出典
┌──

2008年02月13日 | 平城遷都1300年祭
昨日(2/12)、いよいよ平城遷都1300年祭の「実施基本計画(案)」が発表された。実施基本計画は過去にも発表されたことがあるが、今回のものは荒井知事に交代し、事業が見直されたことに伴う「修正計画」だ。奇しくも「同時進行…」シリーズ10回目で全体計画を紹介するめぐり合わせとなった。

柿本前知事時代には協会事業規模は350億円(うち200億円は民間寄付と入場料収入)で計画されていたが、現在は100億円(20億円は民間、80億円は県と奈良市が出捐)と下方修正されている。また名称も、これまでの「平城遷都1300年記念事業」が「…祭」に変更され、やっと呼びやすくなった。ざっと概要を紹介すると、

1.会期…平成22(2010)年 1月1日から12月31日
2.会場…平城宮跡(主会場)、奈良県内、関西等の各地
3.構成…平城宮跡事業、県内各地事業、関連広域事業、事前展開事業の4つ
4.参加者見込み…平城宮跡事業 約200~250万人(記念イベント全体 約1,200~1,300万人)

協会ホームページには《具体的な事業展開としては、平城宮跡の国営公園化と相まって、恒久・継続、全県・広域型に見直し、平城宮跡では、2010年秋の「平城遷都1300年記念祝典」開催のほか、基本的に無料・開放型で、往時の再現された施設活用を中心に、歴史文化を実体験できる展示や催事等を計画します。県内各地では、2010年の1年間を通して、国宝など“本物の魅力”に親しめる周遊型イベント等の展開を図ります。さらに、これらの事業に関連して、県内外の各地において、コンベンション、フォーラム、古京ゆかりの各地等との連携イベントなどの取り組みを進めます》とある。目玉は宮跡のパビリオン「平城京歴史館」で、平城京の造営や暮らしを映像や模型で学ぶという。

└──

取り組む作業
a) 平城遷都1300年祭の記事によると、現在の協会事業規模はいくらで、その内訳はどうなっていますか。
b) 平城遷都1300年祭の記事のうち「柿本前知事時代には」で始まる段落を、主な事実を残して箇条書きにまとめてください。
c) 平城遷都1300年祭の記事を、最後の文の後から続けて書き進めてください。
データは上の記事とは関係がありません。

データセット

┌──

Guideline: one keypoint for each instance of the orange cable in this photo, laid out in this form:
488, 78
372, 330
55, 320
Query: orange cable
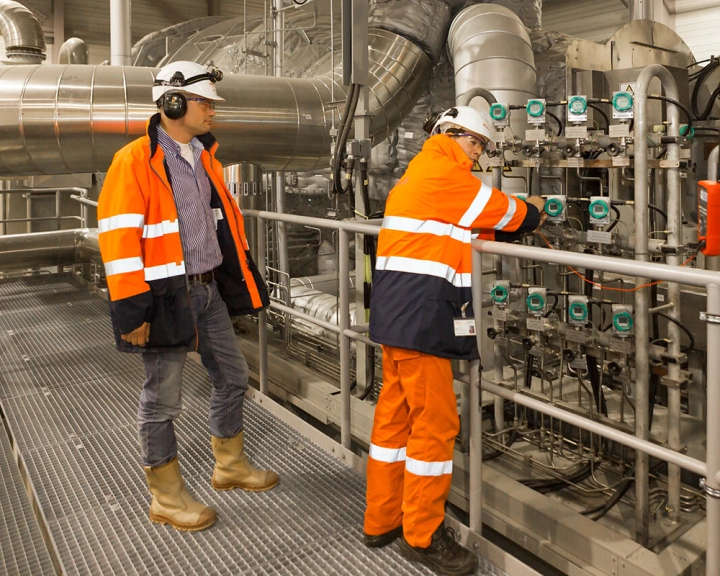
582, 276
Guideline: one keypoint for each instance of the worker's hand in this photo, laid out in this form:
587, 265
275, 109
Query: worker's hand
539, 203
139, 336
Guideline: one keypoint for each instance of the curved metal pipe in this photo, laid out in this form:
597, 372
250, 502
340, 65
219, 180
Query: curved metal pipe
72, 119
73, 51
23, 35
642, 297
56, 248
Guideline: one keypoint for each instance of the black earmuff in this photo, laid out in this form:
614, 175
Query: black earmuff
174, 105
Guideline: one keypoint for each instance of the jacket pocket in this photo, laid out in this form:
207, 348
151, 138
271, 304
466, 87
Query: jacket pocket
172, 324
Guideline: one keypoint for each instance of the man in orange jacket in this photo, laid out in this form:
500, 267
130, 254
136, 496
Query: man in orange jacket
177, 265
421, 288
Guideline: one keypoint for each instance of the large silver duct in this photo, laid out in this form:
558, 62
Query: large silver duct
72, 119
490, 48
73, 51
23, 35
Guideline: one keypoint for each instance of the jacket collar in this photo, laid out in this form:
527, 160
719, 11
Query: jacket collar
446, 146
208, 141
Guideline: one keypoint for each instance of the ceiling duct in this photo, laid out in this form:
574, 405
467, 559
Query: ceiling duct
23, 35
72, 119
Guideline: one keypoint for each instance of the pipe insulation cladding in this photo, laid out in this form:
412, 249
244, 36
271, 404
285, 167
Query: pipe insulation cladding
72, 119
22, 32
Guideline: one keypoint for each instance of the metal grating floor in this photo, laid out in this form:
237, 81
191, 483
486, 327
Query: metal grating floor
70, 401
22, 548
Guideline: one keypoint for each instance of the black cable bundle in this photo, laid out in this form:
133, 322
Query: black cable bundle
346, 120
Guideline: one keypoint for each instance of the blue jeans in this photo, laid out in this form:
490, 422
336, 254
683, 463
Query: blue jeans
161, 397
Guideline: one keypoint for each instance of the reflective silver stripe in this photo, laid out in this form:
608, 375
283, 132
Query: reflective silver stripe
388, 455
420, 468
164, 271
121, 221
123, 265
415, 266
164, 227
512, 206
476, 208
403, 224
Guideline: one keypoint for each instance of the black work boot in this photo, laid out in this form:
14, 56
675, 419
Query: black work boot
444, 555
380, 540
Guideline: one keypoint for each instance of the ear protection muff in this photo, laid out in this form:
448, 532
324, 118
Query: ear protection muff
174, 105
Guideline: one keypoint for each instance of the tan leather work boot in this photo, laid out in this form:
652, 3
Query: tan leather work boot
172, 504
233, 469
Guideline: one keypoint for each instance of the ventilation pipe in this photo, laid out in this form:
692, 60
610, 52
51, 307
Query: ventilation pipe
641, 10
72, 119
23, 35
492, 55
73, 51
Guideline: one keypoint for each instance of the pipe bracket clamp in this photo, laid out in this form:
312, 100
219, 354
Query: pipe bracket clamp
712, 492
712, 318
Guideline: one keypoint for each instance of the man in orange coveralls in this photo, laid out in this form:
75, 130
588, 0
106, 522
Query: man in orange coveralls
421, 287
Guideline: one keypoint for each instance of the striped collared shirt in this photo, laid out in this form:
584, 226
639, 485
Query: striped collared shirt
192, 192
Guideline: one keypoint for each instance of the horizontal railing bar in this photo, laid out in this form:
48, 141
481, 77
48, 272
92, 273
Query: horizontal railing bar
628, 440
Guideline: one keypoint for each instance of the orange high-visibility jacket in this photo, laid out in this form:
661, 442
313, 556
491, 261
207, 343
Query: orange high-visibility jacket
424, 258
142, 251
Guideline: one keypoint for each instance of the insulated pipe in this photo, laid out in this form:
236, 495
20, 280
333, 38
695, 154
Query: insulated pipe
72, 119
23, 35
120, 35
73, 51
642, 297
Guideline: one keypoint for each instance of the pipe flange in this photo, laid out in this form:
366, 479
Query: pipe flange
712, 492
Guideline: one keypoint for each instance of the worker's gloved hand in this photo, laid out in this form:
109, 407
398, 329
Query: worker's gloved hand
139, 336
539, 203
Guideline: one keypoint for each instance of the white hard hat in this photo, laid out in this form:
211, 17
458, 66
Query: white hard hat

└──

期待される結果
a) 100億円で、うち20億円は民間、80億円は県と奈良市が出捐します。

b)
- 柿本前知事時代の協会事業規模は350億円で、うち200億円は民間寄付と入場料収入でまかなう計画だった。
- 現在は100億円に下方修正され、20億円は民間、80億円は県と奈良市が出捐する。
- 名称は「平城遷都1300年記念事業」から「平城遷都1300年祭」に変わり、呼びやすくなった。

c)
http://www.1300.jp/gaiyou/080212kgaiyo.html

新計画の詳細は上記ホームページをご参照いただきたいが、今朝(2/13)の奈良新聞の見出しを追うと《堅実型へ見直し 仮設施設は最低限に 大極殿活用も視野》《継続・全県型に期待の声》《早期具体化望む》《PR積極的に/交通手段は?/周辺地域と連携》、知事会見のタイトルは《主会場は無料/後に残る祭りごとに/赤字出さない》。これだけでも、全体の雰囲気を感じ取っていただけるだろう。

なお朝日新聞の見出しは《企業協賛金集まらず 事業費7割減に》《目玉のパビリオンどこに? 事業規模は? 国待ちであいまいさ 背景に国営公園化》《市町村、独自催しへの不満の声》と手厳しい。100億円の総事業費の内訳がはっきりしないこと、宮跡の整備計画が国抜きでは決められないこと、市町村は関連イベントの開催を求められても(助成金の有無が分からない状態では)動きがとれないことなどを指摘したものだ。同紙は山根一眞氏の《過去に学んで未来をどう構築するかという鮮烈な提案がなければ人々の関心を集めることはできない。今回発表の計画は総花的で、歴史の学習展といった印象だ》という辛口コメントも紹介している。

産経新聞は「視点」(奈良版2/13付)で、県政担当記者が《「急ごしらえ」の感がぬぐえない》、国の整備費負担が決まるのは《今年夏頃になるという。県や市町村の負担割合も現時点では未定。パビリオン2館も、単独施設か複合施設かを決めかねている》、《県民に詳しく説明できないような計画では、先行きに常に不安感がつきまとう》と記している。

極め付きは籔内佐斗司氏(彫刻家・東京芸大教授)制作のマスコットキャラクターで、同記者は《公募することもなく、大手広告代理店を通じて選んだデザイナー候補者の中なかから、すでに昨年3月には1人に絞り込んでいたという》、《デザイン料や著作権料は500万円》、《なぜ公募もなく約1年も前にキャラクターを内定し、かつ公表しなかったのか。愛称募集でも盛り上がりに欠けることが懸念される》とする。確かにこのキャラは、籔内氏の十八番である「童子」(=異界からやってくる不思議な子供)シリーズの延長線上にあるもので、彼に依頼すればこういうキャラになることは予想されたはずだ。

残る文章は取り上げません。